Stored data entries
***
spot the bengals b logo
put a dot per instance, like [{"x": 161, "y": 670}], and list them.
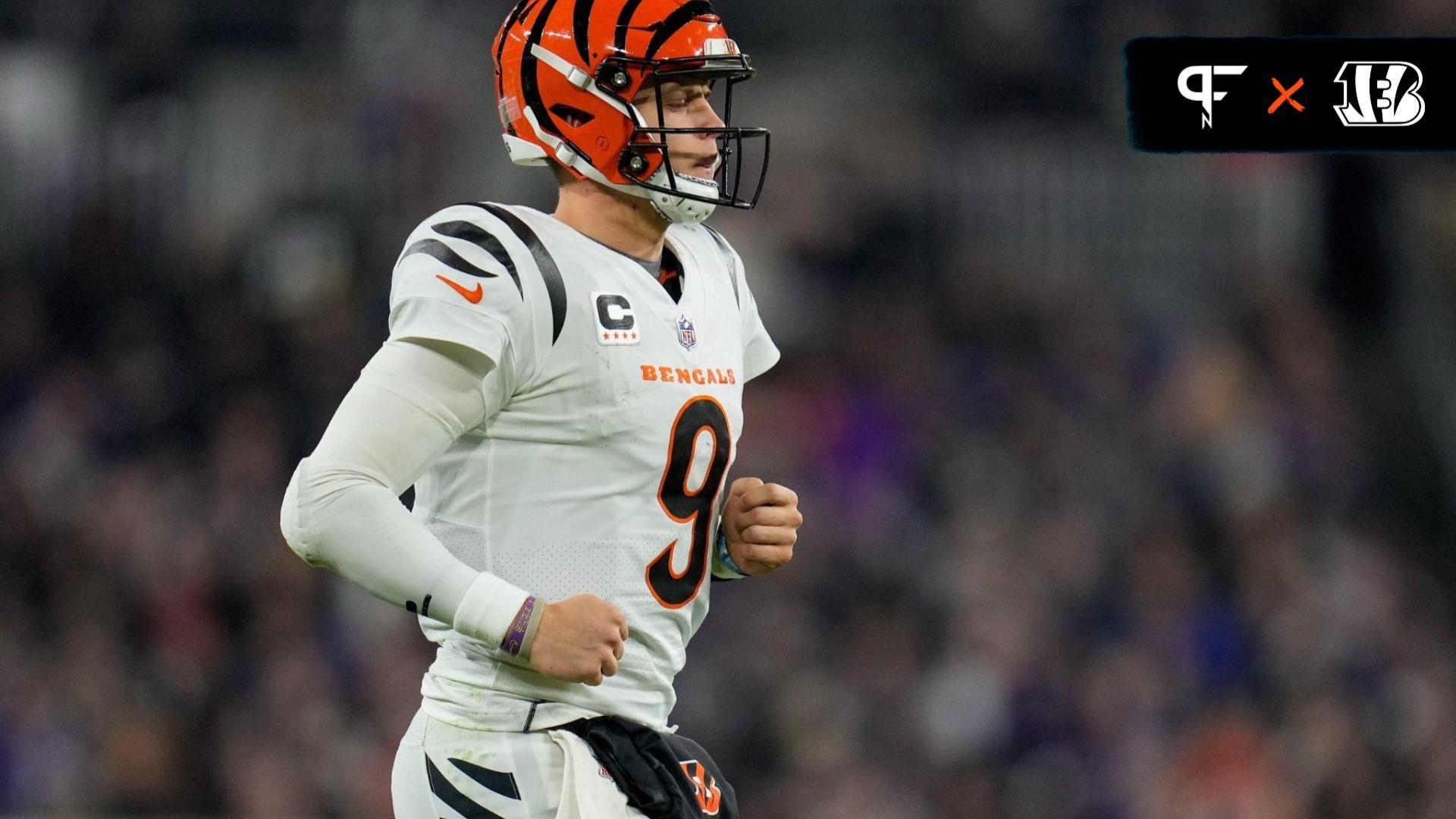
[{"x": 704, "y": 786}]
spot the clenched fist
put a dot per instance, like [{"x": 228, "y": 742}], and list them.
[
  {"x": 580, "y": 640},
  {"x": 762, "y": 523}
]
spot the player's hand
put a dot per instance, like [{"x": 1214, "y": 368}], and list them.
[
  {"x": 580, "y": 640},
  {"x": 762, "y": 523}
]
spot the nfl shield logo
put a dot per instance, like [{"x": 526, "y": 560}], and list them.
[{"x": 686, "y": 335}]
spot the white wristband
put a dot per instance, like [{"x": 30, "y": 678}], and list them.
[{"x": 488, "y": 608}]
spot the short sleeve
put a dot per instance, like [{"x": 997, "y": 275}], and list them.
[{"x": 457, "y": 281}]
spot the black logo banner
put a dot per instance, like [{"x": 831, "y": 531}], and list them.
[{"x": 1293, "y": 93}]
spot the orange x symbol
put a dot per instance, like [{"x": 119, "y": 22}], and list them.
[{"x": 1288, "y": 95}]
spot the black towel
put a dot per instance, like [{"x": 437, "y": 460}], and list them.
[{"x": 663, "y": 776}]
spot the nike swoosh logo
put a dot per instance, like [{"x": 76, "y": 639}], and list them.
[{"x": 473, "y": 297}]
***
Pick out and copy the lines of the entries that hold the string "logo".

spot the bengals b logo
spot the nfl shield logo
spot the black logo banner
spot the nike swoosh logo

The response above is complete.